* _TEXT TO READ_:
File Entity Reference


  • size (integer, positive, non-zero): Size of file in bytes. Eg: 1048576.
  • md5 (string): MD5 hash in lower-case hex. Eg: "d41efcc592d1e40ac13905377399eb9b".
  • sha1 (string): SHA-1 hash in lower-case hex. Not technically required, but the most-used of the hash fields and should always be included. Eg: "f013d66c7f6817d08b7eb2a93e6d0440c1f3e7f8".
  • sha256: SHA-256 hash in lower-case hex. Eg: "a77e4c11a57f1d757fca5754a8f83b5d4ece49a2d28596889127c1a2f3f28832".
  • urls: An array of "typed" URLs. Order is not meaningful, and may not be preserved.
    • url (string, required): Eg: "".
    • rel (string, required): Eg: "webarchive", see vocabulary below.
  • mimetype (string): Format of the file. If XML, specific schema can be included after a +. Example: "application/pdf"
  • content_scope (string): for situations where the file does not simply contain the full representation of a work (eg, fulltext of an article, for an article-journal release), describes what that scope of coverage is. Eg, entire issue, corrupt file. See vocabulary below.

* _EXTRACTED ENTRIES_:
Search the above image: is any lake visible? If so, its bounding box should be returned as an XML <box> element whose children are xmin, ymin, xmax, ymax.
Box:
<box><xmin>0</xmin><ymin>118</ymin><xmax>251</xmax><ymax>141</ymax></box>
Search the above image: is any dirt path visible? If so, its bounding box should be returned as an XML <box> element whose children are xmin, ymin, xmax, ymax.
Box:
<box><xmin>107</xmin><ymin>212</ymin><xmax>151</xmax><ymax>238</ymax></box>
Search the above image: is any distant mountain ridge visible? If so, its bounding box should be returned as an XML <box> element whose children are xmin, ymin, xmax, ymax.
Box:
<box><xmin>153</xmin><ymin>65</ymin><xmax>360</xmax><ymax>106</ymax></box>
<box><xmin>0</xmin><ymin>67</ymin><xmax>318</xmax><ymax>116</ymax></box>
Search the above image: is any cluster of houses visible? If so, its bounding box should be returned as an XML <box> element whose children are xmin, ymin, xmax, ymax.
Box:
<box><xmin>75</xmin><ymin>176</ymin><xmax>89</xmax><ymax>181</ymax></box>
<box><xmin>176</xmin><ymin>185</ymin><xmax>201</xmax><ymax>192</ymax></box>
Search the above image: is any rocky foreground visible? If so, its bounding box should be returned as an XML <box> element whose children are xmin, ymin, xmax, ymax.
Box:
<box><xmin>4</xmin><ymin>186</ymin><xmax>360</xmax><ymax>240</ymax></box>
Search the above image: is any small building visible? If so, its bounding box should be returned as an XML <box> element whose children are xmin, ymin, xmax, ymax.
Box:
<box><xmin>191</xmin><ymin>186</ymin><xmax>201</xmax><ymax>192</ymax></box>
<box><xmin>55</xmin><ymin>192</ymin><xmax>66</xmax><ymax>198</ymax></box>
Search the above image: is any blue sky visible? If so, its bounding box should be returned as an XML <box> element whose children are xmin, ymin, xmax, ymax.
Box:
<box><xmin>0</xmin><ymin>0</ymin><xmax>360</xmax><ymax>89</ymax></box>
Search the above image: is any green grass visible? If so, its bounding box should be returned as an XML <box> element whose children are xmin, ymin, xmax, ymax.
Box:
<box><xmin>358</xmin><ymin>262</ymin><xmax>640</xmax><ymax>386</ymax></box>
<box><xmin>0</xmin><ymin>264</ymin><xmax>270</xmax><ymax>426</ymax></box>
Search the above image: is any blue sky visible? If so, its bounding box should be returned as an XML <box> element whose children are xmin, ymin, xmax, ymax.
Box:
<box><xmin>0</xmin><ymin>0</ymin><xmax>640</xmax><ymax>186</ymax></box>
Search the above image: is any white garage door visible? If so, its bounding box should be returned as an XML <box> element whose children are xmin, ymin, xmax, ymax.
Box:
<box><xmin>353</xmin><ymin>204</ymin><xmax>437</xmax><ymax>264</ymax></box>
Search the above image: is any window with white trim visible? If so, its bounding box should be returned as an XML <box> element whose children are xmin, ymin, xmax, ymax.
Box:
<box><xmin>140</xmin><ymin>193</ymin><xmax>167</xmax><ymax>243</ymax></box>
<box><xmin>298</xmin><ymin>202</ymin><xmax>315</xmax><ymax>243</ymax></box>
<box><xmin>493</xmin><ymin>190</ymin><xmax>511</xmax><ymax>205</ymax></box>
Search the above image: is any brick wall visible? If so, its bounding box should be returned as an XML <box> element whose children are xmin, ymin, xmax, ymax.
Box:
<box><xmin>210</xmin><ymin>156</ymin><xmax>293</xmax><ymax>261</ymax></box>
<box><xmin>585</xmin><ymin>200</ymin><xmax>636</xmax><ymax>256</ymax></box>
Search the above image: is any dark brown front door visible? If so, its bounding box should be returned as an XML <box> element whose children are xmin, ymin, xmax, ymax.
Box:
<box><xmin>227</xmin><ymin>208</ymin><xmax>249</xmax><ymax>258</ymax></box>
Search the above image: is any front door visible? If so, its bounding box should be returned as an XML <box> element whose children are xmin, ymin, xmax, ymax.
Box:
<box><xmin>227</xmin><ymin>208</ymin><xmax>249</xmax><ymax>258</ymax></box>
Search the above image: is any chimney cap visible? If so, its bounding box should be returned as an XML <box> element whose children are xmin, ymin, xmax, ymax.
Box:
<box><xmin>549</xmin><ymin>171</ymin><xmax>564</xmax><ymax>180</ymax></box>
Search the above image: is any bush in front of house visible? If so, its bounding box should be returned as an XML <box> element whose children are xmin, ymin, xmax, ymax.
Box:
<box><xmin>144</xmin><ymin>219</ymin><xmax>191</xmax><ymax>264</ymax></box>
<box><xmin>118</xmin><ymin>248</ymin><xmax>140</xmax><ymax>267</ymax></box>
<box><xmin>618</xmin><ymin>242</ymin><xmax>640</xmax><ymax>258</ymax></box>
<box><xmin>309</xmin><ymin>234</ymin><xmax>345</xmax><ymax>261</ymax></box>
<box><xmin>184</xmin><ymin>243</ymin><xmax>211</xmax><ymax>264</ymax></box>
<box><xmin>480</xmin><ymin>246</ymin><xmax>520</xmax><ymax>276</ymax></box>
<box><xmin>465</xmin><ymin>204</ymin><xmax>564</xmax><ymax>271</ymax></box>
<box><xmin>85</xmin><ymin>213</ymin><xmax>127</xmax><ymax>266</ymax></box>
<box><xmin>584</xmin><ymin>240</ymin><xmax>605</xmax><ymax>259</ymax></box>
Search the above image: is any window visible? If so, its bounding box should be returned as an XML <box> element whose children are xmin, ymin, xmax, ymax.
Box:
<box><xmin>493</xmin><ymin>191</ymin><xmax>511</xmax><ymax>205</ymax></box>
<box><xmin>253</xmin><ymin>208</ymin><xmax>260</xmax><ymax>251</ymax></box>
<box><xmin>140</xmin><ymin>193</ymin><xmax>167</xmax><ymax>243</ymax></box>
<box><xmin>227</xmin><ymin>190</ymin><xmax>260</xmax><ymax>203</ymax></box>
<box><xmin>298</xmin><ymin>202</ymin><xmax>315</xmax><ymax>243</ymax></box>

* _DIRECTIVE 1_: Do these statements agree with the file entity reference? For each, answer yes or no and quote the words that decide it. (a) The sha1 field is technically required. (b) The order of the urls array is meaningful. (c) The size field gives the file's size in bytes.
* _DIRECTIVE 2_: Quote the passage of the file entity reference starting at "File Entity Reference" and ending at "not be preserved.".

* _EXPECTED OUTPUT 1_:
(a) No: "Not technically required, but the most-used of the hash fields and should always be included."
(b) No: "Order is not meaningful, and may not be preserved."
(c) Yes: "Size of file in bytes."

* _EXPECTED OUTPUT 2_:
File Entity Reference


  • size (integer, positive, non-zero): Size of file in bytes. Eg: 1048576.
  • md5 (string): MD5 hash in lower-case hex. Eg: "d41efcc592d1e40ac13905377399eb9b".
  • sha1 (string): SHA-1 hash in lower-case hex. Not technically required, but the most-used of the hash fields and should always be included. Eg: "f013d66c7f6817d08b7eb2a93e6d0440c1f3e7f8".
  • sha256: SHA-256 hash in lower-case hex. Eg: "a77e4c11a57f1d757fca5754a8f83b5d4ece49a2d28596889127c1a2f3f28832".
  • urls: An array of "typed" URLs. Order is not meaningful, and may not be preserved.